▶ _PASSAGE SHOWN_:
Tag Archives: Gitxsan People

Assignment 2.6: Roaring Maps

Write a blog that explains Sparke’s analysis of what Judge McEachern might have meant by this statement: “We’ll call this the map that roared.”

As a child, I dreaded September—not for a lack of love for learning—but because I would have no swashbuckling vacation tale to flaunt on the school playground. While my peers came back with camp songs, road trip souvenirs, and great tans, my routine summer “pastime”, if it could so be called, was studying for RCM music exams. Needless to say, no one else was moved to tears by the too-young death of Franz Schubert or the fugal genius of J.S Bach’s Das Wohltemperirte Clavier. My story was soon lost in the cacophony of excited classroom chatter.

In his article, A Map that Roared and an Original Atlas: Canada, Cartography, and the Narration of Nation,” Sparke also pays attention to another voice drowned in the clamour of opposing historical perspectives. Overlaying musical and geographical metaphors, the author imagines Canada’s heterogenous past as a polyphonic composition. No story other than that of the Gitxsan people’s attempt to outline their sovereignty in a way the Canadian court might understand better captures Spark’s reimagining of Canadian history as “contrapuntal cartography.” He writes, “the contrapuntal dualities of Delgamuukw v. the Queen made the location of national discourse a contentious question through a repeated return to maps” (468). While unfolding a map of traditional Gitxsan and Wet’suwet’en territory, Chief Justice Allan McEachern was alleged to have declared, “We’ll call this the map that roared.”

There are many layers to Judge McEachern’s seemingly innocuous quip. Taken at face value, he may have been gesturing to the colloquial term “paper tiger,” a popular contemporary reference to large sheaths of paper. The First Nations map under scrutiny was indeed a large one. Sparke also considers a more weighted reference to the film “The Mouse that Roared” (1959), a Peter Sellers film that satirized Cold War politics. Read in this light, this statement may imply that that the Gitxsan were a pathetic, backward nation.

Finally, the Gitxsan people’s contrapuntal cartograph or roaring map evokes the idea of loud resistance or dissent. During the 1800’s, mapmakers often left maps unprinted where the topography is unknown to European. Globe owners often subscribed to updates provided by their local print shop as European cartographers filled in more details of parts of the world previously uncharted by Europeans. The updates were pasted over the existing surface of the model globes. This concrete representation of terra nullius no doubt reinforced the popular conception of spaces unvisited by Europeans as “blank spaces.”

Africa-map-Cary-007

Given this history, the Gitxsan were cognizant of that politics was at work even in geographical boundaries. Remapping the land demonstrated a “refusal of the orientation systems, the trap lines, the property lines, the electricity lines, the pipelines, the logging roads, the clear-cuts, and all the other accoutrements of Canadian colonialism on native land” (Sparke 468). It was an effort, first, to “white out” the arbitrary lines in the sand that White people had laid down as law. Having chased “white out,” however, the Gitxsan were wiser than to let the map stay blank. Subscribing to place names outside of the Western geographical canon was the Gitxsan’s assertion of a countersubject that sought to drown out the voice of the dominant discourse.

▶ _PROVIDED DATA_:
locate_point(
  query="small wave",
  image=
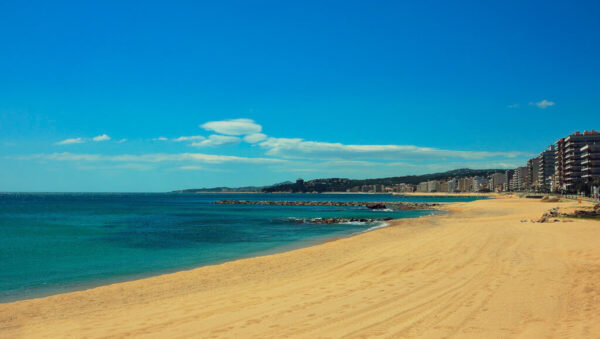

▶ _ACTIONS TO TAKE_:
a - In the post on Sparke's "map that roared" analysis, a quotation from Sparke names features of Canadian colonialism on native land that remapping refused. List each feature it names.
b - From the post on Sparke's "map that roared" analysis, print the part that opens with the words containing "Tag Archives: Gitxsan" and closes with "excited classroom chatter.".

▶ _REPLIES_:
a -
- orientation systems
- trap lines
- property lines
- electricity lines
- pipelines
- logging roads
- clear-cuts

b -
Tag Archives: Gitxsan People

Assignment 2.6: Roaring Maps

Write a blog that explains Sparke’s analysis of what Judge McEachern might have meant by this statement: “We’ll call this the map that roared.”

As a child, I dreaded September—not for a lack of love for learning—but because I would have no swashbuckling vacation tale to flaunt on the school playground. While my peers came back with camp songs, road trip souvenirs, and great tans, my routine summer “pastime”, if it could so be called, was studying for RCM music exams. Needless to say, no one else was moved to tears by the too-young death of Franz Schubert or the fugal genius of J.S Bach’s Das Wohltemperirte Clavier. My story was soon lost in the cacophony of excited classroom chatter.